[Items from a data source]
--------------------------------

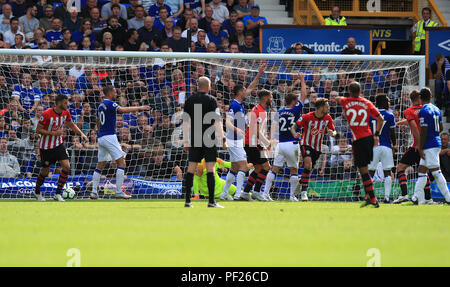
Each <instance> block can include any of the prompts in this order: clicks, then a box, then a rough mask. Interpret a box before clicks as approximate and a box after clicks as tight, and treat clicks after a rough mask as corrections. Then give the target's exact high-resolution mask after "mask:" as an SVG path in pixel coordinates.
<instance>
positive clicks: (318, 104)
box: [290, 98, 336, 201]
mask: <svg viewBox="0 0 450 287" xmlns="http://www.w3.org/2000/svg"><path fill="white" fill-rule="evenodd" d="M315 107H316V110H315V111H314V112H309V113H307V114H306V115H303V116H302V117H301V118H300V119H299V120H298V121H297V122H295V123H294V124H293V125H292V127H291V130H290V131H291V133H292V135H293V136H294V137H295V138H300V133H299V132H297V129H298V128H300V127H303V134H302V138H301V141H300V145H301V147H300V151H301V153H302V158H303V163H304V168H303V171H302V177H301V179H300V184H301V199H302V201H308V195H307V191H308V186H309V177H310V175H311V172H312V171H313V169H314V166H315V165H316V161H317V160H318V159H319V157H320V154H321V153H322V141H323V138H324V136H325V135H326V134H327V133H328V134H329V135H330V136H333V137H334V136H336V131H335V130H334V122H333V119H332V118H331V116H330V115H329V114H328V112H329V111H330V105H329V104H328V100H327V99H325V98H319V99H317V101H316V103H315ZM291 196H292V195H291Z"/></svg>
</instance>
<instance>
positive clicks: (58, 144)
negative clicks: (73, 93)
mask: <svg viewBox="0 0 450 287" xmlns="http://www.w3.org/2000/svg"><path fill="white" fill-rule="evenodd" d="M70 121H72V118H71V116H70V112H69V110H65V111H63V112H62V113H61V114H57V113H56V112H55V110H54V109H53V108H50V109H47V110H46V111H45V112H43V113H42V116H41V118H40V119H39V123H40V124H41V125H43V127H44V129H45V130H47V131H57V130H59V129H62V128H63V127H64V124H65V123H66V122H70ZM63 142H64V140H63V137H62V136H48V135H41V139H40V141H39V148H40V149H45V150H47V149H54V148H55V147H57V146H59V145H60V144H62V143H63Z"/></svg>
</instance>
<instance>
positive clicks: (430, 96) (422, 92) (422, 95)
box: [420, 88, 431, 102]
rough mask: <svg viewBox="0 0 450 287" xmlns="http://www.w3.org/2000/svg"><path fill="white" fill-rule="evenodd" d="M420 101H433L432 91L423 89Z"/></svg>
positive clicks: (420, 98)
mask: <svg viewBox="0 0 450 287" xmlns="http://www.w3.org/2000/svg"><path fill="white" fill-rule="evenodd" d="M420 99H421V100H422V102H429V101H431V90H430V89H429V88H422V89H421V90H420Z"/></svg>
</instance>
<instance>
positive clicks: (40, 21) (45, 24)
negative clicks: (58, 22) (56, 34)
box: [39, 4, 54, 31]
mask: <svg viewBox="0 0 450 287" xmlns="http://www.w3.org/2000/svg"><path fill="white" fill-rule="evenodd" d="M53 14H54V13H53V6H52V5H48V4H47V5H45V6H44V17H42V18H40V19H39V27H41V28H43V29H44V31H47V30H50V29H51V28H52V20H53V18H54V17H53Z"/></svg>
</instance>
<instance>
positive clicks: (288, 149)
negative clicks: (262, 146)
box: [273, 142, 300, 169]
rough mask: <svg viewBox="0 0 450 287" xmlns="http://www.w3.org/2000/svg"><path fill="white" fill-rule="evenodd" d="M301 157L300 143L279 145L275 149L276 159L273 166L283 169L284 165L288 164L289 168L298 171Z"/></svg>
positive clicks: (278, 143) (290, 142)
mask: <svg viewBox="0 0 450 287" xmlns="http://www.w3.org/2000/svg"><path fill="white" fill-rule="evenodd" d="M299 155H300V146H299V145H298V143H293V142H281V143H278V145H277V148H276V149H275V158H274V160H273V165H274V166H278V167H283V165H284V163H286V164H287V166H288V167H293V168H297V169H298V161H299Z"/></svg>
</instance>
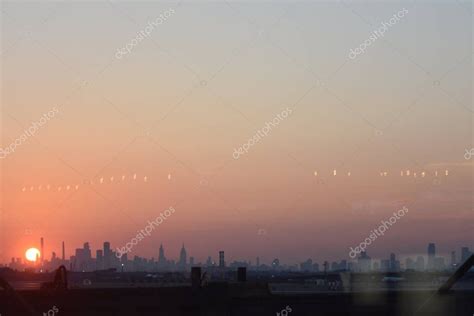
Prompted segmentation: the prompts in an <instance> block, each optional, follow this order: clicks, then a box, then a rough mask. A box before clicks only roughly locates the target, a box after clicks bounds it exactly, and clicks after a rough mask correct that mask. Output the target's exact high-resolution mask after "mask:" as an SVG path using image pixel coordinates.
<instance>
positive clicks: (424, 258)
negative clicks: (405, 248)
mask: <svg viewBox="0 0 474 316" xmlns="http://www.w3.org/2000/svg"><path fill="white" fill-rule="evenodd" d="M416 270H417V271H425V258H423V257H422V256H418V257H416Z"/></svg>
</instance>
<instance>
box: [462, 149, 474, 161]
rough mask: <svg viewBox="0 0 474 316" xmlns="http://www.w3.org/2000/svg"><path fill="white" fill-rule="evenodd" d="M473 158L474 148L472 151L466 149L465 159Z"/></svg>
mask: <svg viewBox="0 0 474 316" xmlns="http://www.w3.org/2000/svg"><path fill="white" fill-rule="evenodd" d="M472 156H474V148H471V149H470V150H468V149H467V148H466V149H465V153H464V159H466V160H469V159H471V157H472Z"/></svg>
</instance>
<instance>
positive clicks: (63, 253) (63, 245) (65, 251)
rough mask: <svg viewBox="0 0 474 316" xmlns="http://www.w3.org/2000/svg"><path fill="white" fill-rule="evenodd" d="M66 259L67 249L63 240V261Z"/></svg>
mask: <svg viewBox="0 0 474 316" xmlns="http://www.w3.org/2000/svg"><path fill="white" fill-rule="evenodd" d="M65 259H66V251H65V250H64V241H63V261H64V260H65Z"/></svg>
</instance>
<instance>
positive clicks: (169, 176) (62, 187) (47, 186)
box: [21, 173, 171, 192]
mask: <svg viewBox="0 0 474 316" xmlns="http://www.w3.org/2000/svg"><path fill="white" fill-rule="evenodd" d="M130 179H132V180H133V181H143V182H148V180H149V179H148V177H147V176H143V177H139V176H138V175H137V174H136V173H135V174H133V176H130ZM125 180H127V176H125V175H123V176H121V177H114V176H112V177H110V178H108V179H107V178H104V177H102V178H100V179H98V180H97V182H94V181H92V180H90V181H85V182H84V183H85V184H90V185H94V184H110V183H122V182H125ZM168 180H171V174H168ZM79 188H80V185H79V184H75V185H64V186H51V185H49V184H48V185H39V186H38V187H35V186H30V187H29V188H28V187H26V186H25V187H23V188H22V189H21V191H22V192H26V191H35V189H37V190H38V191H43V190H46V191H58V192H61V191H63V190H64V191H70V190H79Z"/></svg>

--------------------------------

From the records above, transcribe without alteration every line from the one with "positive clicks: (424, 258)" to the one with "box: [462, 149, 474, 161]", inclusive.

- _ANSWER FOR THE TASK_
positive clicks: (424, 258)
negative clicks: (405, 248)
mask: <svg viewBox="0 0 474 316" xmlns="http://www.w3.org/2000/svg"><path fill="white" fill-rule="evenodd" d="M416 270H417V271H425V258H423V257H422V256H418V257H416Z"/></svg>
</instance>
<instance>
box: [462, 149, 474, 161]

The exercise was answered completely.